───── Data supplied ─────

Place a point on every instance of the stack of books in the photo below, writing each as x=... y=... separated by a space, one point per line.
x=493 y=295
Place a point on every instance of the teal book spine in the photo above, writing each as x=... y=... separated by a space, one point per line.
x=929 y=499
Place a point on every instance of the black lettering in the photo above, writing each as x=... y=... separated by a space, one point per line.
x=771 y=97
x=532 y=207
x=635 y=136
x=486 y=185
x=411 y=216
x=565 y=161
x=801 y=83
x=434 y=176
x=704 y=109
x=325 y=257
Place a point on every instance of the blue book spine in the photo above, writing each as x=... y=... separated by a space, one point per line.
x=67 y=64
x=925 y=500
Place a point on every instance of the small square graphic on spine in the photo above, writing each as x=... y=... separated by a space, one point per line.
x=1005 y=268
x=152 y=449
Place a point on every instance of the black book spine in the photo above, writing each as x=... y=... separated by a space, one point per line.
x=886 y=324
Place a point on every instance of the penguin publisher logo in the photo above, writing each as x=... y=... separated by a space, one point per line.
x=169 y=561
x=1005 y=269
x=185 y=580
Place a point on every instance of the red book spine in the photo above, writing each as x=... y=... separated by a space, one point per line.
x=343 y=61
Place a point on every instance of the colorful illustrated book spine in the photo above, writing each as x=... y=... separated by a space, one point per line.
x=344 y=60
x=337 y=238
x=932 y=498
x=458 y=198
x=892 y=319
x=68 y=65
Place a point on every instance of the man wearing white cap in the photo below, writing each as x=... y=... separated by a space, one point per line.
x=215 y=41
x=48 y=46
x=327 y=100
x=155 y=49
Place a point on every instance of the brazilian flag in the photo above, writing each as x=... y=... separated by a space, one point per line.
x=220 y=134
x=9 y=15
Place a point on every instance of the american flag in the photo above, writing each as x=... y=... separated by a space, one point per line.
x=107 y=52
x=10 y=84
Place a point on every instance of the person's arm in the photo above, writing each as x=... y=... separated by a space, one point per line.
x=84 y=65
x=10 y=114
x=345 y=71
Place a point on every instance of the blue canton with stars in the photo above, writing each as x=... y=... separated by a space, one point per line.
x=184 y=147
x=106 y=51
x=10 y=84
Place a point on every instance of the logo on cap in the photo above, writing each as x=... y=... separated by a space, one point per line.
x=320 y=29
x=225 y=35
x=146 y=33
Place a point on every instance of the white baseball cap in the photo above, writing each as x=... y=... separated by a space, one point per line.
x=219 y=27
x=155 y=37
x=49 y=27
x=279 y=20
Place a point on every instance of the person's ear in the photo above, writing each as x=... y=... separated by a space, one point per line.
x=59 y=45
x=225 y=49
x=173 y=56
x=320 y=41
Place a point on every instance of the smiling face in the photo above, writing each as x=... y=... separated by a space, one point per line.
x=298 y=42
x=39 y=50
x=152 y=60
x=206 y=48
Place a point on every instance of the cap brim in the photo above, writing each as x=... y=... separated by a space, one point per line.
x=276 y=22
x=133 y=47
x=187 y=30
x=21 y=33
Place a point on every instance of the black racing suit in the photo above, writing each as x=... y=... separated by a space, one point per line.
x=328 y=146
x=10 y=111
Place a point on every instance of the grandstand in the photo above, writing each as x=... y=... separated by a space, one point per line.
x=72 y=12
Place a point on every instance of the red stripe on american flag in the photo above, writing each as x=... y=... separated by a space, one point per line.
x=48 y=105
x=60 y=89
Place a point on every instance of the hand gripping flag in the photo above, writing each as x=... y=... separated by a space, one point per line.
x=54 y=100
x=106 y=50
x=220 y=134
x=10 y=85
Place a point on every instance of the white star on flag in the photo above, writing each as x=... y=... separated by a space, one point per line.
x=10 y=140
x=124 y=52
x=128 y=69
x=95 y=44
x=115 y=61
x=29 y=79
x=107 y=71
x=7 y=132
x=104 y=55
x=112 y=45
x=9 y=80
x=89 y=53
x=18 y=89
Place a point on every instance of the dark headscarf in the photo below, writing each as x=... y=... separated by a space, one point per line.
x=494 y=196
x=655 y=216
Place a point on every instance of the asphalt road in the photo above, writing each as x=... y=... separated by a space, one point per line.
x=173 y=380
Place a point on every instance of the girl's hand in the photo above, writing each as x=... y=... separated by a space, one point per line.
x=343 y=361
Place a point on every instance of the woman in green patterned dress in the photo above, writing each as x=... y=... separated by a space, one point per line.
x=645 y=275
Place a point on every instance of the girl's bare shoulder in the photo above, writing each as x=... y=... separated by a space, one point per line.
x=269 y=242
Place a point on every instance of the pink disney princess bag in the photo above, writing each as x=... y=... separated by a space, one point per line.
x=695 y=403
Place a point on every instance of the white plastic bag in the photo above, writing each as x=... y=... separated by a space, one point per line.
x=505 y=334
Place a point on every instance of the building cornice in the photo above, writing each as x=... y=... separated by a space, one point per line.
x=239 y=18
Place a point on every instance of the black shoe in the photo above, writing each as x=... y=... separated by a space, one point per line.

─────

• [Exercise task]: Copy out every line of the data above, exactly as given.

• [Completed exercise]:
Place a point on every instance of the stack of books in the photo below, writing each as x=... y=... separated by a space, one point per line.
x=493 y=295
Place a point on every instance of the teal book spine in the photo above, writing each as x=... y=... separated by a space, one point per line.
x=929 y=499
Place a point on every instance of the black lettering in the photo above, writing each as x=... y=... separated by a space, one point per line.
x=771 y=97
x=532 y=207
x=635 y=136
x=486 y=185
x=411 y=216
x=565 y=161
x=801 y=83
x=434 y=176
x=704 y=109
x=325 y=257
Place a point on every instance of the blue book spine in the photo above, writing each as x=... y=... separated by a space, one point per line.
x=67 y=64
x=925 y=500
Place a point on every instance of the small square graphic on spine in the photo above, writing each as x=... y=... separated by a space, one point per line.
x=1005 y=268
x=152 y=449
Place a point on every instance of the black book spine in the photo above, writing each as x=... y=... separated by a space, one point per line.
x=886 y=324
Place a point on every instance of the penguin publisher logo in the photo above, writing each as x=... y=... separated by a space, one point per line.
x=169 y=561
x=1005 y=269
x=185 y=580
Place a point on every instance of the red book spine in the photo above, writing each as x=... y=... separated by a space, one point per line.
x=343 y=61
Place a point on every instance of the colorful illustrated book spine in the photo above, writing each as x=... y=... separated by a space, one point per line.
x=344 y=60
x=337 y=238
x=932 y=498
x=458 y=198
x=892 y=319
x=68 y=65
Place a point on every instance of the man wearing white cap in the photo below, writing each as x=... y=... separated by a space, one point per line.
x=215 y=41
x=48 y=46
x=327 y=100
x=155 y=49
Place a point on every instance of the brazilian flag in the photo above, writing each as x=... y=... separated by a space, one point per line.
x=220 y=134
x=9 y=15
Place a point on every instance of the american flag in the photo above, writing each as x=... y=... separated by a space, one point per line.
x=107 y=52
x=10 y=84
Place a point on every instance of the person's arm in the photo above, writing each as x=... y=... separated by a space, one point per line.
x=84 y=65
x=10 y=114
x=345 y=71
Place a point on every instance of the blue canton with stars in the photo above, writing each as x=... y=... separated by a space, one point per line.
x=184 y=147
x=106 y=51
x=10 y=84
Place a point on every instance of the logo on cap in the photo above, writing each as x=... y=... separated by a space, one point per line.
x=320 y=29
x=225 y=35
x=146 y=33
Place a point on every instance of the white baseball cap in the photo above, writing each as x=... y=... separated by a space, one point per line.
x=219 y=27
x=155 y=37
x=49 y=27
x=279 y=20
Place a point on every instance of the person's ear in the photo above, writing each as x=... y=... separated by a space, one point per line.
x=59 y=45
x=225 y=49
x=173 y=56
x=320 y=41
Place a point on every instance of the smiling face in the photo above, writing each as x=... y=... separated by a space, one point per line.
x=298 y=42
x=39 y=50
x=152 y=60
x=206 y=48
Place a point on every instance of the cap brim in the photo above, writing each as x=... y=... separated by a space, one point per line.
x=276 y=22
x=133 y=47
x=187 y=30
x=21 y=33
Place a point on every instance of the black racing suit in the photo above, writing each as x=... y=... separated by a space, one point per line.
x=328 y=146
x=10 y=111
Place a point on every instance of the grandstand in the photo above, writing each as x=... y=... separated by a space, one point per line.
x=72 y=12
Place a point on every instance of the red stripe on american flag in the photo above, writing each as x=... y=... separated by a space, one point per line.
x=48 y=105
x=60 y=89
Place a point on every instance of the hand gripping flag in the photo above, writing each as x=... y=... separated by a space, one point per line.
x=54 y=100
x=106 y=50
x=220 y=134
x=10 y=85
Place a point on every instance of the white star on flag in the photo above, writing each as x=... y=... separated by a space, one point per line.
x=10 y=140
x=124 y=52
x=128 y=69
x=95 y=44
x=115 y=61
x=29 y=79
x=107 y=71
x=7 y=132
x=104 y=55
x=112 y=45
x=9 y=80
x=89 y=53
x=18 y=89
Place a point on every instance of the dark headscarf in the photo below, writing each as x=... y=... separated by a space, one point per line.
x=494 y=196
x=655 y=216
Place a point on every instance of the asphalt road in the photo above, writing each as x=... y=... separated by a space, one point per line.
x=173 y=380
Place a point on every instance of the girl's hand in the photo above, writing each as x=... y=... separated by a space, one point per line.
x=343 y=361
Place a point on every instance of the woman in green patterned dress in the photo above, writing each as x=... y=... separated by a space, one point per line.
x=645 y=275
Place a point on every instance of the girl's bare shoulder in the photo above, writing each as x=... y=... separated by a space, one point per line.
x=269 y=242
Place a point on every instance of the pink disney princess bag in the photo above, writing each as x=... y=... separated by a space, one point per line.
x=695 y=403
Place a point on every instance of the white plastic bag in the photo above, writing each as x=... y=... separated by a space, one point per line.
x=505 y=334
Place a point on every instance of the building cornice in the photo above, writing each as x=... y=... separated by a space, one point per line.
x=239 y=18
Place a point on every instance of the black shoe in the photo above, writing each as x=... y=... separated by a space, one point per line.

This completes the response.